= Ulupoka =

Polynesian god of evil

In Fijian and Polynesian mythology, Ulupoka is the god of evil and demons. According to legend, during a great battle between the gods, Ulupoka was beheaded by the other gods, but due to his divine nature, he did not die. The gods took Ulupoka's head and hid it, leaving his body behind. For centuries, his body has been wandering around, causing death, disease, mischief, and misfortune.

== Story ==
When Milu, the Polynesian god of the Underworld, encountered Ulupoka's body (the first time he had seen Ulupoka since he had been beheaded), he promised Ulupoka that he would help him reunite with his head if Milu would allow him to use Ulupoka's body to take control of the Hawaiian Islands in revenge against the goddess Pele, who had imprisoned him for centuries. Ulupoka accepted this offer and joined Milu's takeover of Hawaii, leading the forces of evil against the Hawaiian troops and people.

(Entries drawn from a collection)
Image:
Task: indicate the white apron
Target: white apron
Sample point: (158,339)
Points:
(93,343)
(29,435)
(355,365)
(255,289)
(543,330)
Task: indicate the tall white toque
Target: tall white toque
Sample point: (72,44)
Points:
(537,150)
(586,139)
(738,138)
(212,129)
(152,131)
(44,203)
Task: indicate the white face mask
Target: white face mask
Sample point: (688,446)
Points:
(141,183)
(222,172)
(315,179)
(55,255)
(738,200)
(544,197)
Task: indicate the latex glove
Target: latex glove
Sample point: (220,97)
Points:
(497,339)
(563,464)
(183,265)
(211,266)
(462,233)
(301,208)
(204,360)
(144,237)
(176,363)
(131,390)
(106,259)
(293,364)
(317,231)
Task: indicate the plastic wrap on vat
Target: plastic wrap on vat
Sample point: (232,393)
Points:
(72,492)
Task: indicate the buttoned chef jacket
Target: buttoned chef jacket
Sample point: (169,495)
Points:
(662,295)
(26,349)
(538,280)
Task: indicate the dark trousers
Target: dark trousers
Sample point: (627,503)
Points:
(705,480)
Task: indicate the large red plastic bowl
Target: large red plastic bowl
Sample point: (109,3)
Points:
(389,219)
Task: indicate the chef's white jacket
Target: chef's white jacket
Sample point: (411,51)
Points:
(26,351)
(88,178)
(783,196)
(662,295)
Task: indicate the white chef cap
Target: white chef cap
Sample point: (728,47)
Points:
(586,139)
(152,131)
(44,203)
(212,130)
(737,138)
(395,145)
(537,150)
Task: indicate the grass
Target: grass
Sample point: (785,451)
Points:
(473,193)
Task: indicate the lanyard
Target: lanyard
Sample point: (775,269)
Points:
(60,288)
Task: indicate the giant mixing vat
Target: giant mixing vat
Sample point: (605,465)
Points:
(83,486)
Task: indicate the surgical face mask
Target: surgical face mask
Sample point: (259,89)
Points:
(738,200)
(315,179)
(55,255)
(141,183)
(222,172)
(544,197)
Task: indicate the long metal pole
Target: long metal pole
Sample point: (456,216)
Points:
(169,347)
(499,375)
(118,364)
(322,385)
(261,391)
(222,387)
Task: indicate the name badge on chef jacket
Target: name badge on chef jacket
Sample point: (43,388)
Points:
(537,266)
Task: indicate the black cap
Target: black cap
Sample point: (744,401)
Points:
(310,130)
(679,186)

## USING THE INFORMATION
1. Write out the part of the passage on Ulupoka that begins at the words "In Fijian and" and stops after the words "troops and people.".
2. According to the passage on Ulupoka, what has his wandering body been causing for centuries?
3. Carry on the passage on Ulupoka from its final sentence.

## TASK RESPONSES
1.
In Fijian and Polynesian mythology, Ulupoka is the god of evil and demons. According to legend, during a great battle between the gods, Ulupoka was beheaded by the other gods, but due to his divine nature, he did not die. The gods took Ulupoka's head and hid it, leaving his body behind. For centuries, his body has been wandering around, causing death, disease, mischief, and misfortune.

== Story ==
When Milu, the Polynesian god of the Underworld, encountered Ulupoka's body (the first time he had seen Ulupoka since he had been beheaded), he promised Ulupoka that he would help him reunite with his head if Milu would allow him to use Ulupoka's body to take control of the Hawaiian Islands in revenge against the goddess Pele, who had imprisoned him for centuries. Ulupoka accepted this offer and joined Milu's takeover of Hawaii, leading the forces of evil against the Hawaiian troops and people.

2. Death, disease, mischief, and misfortune.

3.
Weeks after Milu captured the Hawaiian Islands, he and his army, including Ulupoka, were heavily defeated by the military forces of the nations around the Pacific Ocean and Pele's army. As a result, Ulupoka became angry with Milu and left him, instead traveling all over the Pacific Islands in search of his head once again, making the islanders sick with his body.

Ulupoka fought the other gods several times, usually resulting in him being pushed back into the ocean or making everyone around him sick so he could escape. He hates humans, seeing them as weak and shallow beings who foolishly take pride in their heads, which are nothing more than symbols of their ignorance and emptiness.

Today, Ulupoka continues to search for his own head, spreading evil and disease wherever he goes in pursuit of it. He is against humans, their morality, and their love. He sees himself as a 'wounded god' who should not be underestimated. He is eager to spread any evil or use demons to attack others. Milu once again offers his help to Ulupoka, who, weary from searching for his head, accepts the offer again. This time, he plans to find his own head before he invades more 'stupid islands'.

It is said that Ulupoka's head still seeks his body today, biting the necks and heads of sleeping people, bringing sickness and death in its wake. His head is known to travel at the speed of hurricane winds across the Pacific region in search of his body.